§ **Request**:
Reproduce verbatim every line from the one that includes "Put one marker on each instance of the rgb" to the closing line of the entries; omit everything before it.

§ **Listing**:

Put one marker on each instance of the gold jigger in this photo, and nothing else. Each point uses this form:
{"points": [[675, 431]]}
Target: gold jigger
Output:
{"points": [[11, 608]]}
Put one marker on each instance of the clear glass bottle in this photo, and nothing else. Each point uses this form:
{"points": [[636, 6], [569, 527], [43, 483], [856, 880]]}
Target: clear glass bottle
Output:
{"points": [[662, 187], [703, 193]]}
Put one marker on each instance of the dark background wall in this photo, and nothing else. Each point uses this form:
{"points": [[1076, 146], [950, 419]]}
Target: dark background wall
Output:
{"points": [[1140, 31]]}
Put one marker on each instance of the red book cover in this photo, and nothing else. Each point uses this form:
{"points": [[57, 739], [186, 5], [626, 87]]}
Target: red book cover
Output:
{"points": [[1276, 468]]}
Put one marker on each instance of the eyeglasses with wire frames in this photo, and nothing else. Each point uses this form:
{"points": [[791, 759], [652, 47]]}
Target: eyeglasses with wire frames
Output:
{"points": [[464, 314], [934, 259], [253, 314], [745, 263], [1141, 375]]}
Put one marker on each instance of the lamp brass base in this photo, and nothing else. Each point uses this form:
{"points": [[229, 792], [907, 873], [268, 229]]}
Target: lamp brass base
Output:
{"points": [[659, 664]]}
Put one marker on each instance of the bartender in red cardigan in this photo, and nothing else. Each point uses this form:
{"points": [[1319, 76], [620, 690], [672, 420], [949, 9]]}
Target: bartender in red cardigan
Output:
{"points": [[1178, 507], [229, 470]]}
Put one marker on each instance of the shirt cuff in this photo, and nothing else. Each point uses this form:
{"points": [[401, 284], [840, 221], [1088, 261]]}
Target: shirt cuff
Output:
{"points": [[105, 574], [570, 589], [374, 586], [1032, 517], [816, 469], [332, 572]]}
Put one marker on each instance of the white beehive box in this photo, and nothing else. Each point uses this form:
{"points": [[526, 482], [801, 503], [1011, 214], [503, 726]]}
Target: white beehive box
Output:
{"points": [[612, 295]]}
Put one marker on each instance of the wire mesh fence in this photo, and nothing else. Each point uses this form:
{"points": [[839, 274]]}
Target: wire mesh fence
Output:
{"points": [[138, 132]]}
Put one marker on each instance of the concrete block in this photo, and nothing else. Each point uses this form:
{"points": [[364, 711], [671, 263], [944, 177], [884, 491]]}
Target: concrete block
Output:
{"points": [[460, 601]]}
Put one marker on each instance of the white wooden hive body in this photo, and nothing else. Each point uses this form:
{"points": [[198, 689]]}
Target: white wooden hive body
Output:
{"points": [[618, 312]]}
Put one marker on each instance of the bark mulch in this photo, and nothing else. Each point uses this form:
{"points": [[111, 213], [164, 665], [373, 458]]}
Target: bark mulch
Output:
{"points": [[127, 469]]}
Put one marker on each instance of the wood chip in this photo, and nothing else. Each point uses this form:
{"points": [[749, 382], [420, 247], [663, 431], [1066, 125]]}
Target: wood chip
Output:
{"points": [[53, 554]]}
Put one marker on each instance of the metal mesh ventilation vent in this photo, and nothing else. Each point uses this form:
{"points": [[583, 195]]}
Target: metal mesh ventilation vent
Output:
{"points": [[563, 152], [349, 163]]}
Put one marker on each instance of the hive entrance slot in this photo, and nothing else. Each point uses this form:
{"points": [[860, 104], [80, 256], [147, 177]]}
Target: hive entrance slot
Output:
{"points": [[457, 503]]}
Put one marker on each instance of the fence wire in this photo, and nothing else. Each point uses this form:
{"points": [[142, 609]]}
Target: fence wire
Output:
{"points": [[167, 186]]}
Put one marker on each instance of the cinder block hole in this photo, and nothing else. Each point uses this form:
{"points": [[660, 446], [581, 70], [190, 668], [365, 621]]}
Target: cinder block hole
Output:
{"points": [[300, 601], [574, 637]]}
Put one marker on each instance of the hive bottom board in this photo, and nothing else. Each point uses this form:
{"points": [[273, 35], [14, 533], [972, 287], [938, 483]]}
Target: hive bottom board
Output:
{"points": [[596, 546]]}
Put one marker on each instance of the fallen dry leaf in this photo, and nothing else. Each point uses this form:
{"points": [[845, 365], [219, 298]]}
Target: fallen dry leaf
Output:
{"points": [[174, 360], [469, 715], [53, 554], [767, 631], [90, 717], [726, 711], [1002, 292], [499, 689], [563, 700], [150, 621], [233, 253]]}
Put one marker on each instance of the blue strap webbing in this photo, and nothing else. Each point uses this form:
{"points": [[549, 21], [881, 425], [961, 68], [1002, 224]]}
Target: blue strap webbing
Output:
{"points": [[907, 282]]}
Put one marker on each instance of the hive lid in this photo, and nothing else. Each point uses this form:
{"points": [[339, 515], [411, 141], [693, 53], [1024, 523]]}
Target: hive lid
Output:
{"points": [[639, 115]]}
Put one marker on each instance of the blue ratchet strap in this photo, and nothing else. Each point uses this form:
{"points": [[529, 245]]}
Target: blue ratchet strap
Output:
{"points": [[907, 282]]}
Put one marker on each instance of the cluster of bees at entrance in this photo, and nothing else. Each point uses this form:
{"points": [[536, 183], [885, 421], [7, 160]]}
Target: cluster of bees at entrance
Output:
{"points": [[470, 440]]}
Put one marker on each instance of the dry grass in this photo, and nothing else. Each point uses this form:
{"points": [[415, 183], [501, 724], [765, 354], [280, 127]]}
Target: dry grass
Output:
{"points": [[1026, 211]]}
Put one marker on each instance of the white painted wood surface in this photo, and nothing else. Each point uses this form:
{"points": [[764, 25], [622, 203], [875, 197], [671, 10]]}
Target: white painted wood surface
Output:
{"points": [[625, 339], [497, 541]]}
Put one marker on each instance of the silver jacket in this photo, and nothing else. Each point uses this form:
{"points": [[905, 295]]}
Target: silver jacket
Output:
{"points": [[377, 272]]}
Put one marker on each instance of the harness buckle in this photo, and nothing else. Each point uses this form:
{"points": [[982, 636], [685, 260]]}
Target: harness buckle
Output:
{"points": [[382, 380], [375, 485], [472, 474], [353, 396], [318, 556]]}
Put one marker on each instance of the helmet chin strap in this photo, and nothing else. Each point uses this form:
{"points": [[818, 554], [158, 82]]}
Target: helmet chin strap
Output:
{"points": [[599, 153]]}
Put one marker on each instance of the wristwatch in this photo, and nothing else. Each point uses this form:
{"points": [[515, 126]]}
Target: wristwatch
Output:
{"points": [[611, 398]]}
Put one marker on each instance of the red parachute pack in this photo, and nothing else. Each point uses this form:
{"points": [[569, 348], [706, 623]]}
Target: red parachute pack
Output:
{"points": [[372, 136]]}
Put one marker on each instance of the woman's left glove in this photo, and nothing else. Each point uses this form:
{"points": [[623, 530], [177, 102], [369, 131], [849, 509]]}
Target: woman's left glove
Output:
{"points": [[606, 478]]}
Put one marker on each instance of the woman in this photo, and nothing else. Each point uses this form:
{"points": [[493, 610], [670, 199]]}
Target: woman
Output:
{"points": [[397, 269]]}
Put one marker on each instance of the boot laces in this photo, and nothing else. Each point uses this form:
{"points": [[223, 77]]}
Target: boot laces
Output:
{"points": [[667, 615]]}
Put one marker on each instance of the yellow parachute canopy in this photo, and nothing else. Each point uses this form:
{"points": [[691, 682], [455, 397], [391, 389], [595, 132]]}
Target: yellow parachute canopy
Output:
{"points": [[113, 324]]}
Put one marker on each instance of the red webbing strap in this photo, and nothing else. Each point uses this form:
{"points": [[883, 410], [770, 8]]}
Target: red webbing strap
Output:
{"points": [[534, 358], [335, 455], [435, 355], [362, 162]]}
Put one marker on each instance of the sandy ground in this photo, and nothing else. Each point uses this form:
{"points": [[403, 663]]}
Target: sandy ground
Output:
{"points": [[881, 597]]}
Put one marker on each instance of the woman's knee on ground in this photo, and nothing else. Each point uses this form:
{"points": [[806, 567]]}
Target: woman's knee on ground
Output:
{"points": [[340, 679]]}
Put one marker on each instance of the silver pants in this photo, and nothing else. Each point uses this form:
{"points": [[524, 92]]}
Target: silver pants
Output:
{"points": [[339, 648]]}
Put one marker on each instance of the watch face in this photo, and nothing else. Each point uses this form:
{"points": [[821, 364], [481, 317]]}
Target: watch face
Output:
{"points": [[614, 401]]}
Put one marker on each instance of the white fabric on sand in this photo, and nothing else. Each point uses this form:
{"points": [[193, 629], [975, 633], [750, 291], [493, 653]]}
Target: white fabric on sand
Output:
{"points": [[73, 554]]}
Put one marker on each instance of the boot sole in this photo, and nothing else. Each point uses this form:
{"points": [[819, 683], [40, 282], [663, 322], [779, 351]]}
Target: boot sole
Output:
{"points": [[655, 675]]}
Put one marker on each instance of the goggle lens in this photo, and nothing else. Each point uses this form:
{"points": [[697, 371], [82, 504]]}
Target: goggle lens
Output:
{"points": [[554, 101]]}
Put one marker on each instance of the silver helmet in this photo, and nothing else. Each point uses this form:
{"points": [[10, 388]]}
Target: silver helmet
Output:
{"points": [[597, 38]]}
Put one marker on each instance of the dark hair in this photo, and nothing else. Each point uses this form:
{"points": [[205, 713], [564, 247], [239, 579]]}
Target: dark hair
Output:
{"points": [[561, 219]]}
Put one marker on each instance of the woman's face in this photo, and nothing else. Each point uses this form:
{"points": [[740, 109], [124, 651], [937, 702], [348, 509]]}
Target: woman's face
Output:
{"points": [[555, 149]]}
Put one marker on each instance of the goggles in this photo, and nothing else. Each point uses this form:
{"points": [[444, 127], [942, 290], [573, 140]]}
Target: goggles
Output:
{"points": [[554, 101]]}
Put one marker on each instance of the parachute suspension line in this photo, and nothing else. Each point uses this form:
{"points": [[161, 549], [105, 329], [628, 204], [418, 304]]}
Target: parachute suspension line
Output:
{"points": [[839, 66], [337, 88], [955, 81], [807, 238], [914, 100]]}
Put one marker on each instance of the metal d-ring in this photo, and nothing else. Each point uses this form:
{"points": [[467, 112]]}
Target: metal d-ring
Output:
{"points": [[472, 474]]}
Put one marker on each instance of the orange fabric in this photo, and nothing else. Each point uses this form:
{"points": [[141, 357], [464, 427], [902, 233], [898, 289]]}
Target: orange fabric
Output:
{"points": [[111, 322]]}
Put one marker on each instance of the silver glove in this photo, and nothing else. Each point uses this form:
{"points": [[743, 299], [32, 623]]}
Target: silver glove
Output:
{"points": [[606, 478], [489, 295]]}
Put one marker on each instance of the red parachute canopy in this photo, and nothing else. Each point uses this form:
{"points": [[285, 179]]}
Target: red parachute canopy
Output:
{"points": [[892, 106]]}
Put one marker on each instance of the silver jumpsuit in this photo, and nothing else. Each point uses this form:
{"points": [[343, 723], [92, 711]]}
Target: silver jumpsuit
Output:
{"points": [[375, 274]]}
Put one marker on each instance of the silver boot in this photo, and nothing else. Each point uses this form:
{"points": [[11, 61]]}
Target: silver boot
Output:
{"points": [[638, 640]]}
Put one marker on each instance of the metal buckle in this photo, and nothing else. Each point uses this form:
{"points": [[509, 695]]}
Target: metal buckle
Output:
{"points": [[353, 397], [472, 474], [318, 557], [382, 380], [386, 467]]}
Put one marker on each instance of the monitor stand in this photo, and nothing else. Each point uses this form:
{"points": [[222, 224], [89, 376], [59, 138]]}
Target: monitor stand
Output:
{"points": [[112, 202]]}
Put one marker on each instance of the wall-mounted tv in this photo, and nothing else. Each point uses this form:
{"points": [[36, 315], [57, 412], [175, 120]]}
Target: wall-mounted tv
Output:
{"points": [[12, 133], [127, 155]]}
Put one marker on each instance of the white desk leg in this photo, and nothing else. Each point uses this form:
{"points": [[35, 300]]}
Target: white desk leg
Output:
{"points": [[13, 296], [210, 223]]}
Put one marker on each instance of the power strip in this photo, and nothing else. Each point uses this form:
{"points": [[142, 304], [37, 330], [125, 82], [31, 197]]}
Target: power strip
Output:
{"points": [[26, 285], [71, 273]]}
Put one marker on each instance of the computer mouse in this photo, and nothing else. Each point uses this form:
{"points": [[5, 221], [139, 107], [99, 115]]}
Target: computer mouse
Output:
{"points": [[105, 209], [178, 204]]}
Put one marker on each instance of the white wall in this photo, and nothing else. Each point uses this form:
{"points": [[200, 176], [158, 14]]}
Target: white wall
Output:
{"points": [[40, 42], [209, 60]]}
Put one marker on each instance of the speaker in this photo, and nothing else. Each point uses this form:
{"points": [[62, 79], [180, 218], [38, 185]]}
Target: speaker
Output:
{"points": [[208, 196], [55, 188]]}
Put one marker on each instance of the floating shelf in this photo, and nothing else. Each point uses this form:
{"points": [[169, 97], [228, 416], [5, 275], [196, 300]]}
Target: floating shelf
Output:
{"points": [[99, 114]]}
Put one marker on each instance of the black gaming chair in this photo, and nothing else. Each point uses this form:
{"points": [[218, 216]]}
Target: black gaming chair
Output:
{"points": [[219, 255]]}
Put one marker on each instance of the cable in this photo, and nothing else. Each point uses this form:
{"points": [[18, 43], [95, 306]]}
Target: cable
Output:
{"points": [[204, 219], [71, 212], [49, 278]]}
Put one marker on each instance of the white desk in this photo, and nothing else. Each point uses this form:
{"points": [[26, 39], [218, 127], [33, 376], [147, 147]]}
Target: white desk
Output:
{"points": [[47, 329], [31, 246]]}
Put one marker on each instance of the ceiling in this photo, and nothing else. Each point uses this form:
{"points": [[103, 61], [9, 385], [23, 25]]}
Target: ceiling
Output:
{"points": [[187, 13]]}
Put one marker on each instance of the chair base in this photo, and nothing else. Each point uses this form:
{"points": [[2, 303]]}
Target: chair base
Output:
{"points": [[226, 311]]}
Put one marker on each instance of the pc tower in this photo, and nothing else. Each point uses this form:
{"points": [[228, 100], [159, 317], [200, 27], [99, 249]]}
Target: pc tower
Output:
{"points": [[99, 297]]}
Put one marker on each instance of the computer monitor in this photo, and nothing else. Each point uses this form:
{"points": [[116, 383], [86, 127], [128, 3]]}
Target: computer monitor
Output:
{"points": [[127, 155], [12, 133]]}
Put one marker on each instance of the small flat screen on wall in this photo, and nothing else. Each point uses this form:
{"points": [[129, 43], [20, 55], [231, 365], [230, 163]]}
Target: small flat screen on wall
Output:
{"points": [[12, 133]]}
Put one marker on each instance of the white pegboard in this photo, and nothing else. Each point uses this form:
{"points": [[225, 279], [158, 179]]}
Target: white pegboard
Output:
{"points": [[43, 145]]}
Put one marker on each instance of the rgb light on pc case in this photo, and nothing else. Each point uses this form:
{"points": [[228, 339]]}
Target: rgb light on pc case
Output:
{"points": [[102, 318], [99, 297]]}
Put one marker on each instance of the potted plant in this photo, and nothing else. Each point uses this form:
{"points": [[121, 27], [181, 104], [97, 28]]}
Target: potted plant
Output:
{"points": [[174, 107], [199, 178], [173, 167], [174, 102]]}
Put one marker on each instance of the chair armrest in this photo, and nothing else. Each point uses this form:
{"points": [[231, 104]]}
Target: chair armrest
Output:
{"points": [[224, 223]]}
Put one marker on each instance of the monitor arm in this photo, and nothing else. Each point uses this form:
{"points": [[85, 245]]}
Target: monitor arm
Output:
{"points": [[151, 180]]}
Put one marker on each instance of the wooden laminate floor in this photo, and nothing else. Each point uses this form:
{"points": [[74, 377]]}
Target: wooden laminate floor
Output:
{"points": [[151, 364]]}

§ **Complete output**:
Put one marker on each instance of the rgb light on pc case in this photo, and nothing else. Each point uses this form:
{"points": [[228, 339]]}
Target: rgb light on pc case
Output:
{"points": [[102, 318], [99, 297]]}
Put one marker on each instance of the potted plant in this photo, and nothing else. Each point uses this form:
{"points": [[121, 27], [181, 104], [97, 28]]}
Target: potted plant
Output:
{"points": [[174, 107], [199, 178], [173, 167], [174, 102]]}
Put one marker on each instance of the chair armrest in this photo, and nothing else. Each point uses this form:
{"points": [[231, 104]]}
Target: chair armrest
Output:
{"points": [[224, 223]]}
Put one marker on each instance of the monitor arm in this photo, and nothing else. Each point uses this form:
{"points": [[85, 245]]}
Target: monitor arm
Output:
{"points": [[151, 180]]}
Put one marker on each instance of the wooden laminate floor in this photo, and nothing else. Each point uses this form:
{"points": [[74, 377]]}
Target: wooden laminate floor
Output:
{"points": [[151, 364]]}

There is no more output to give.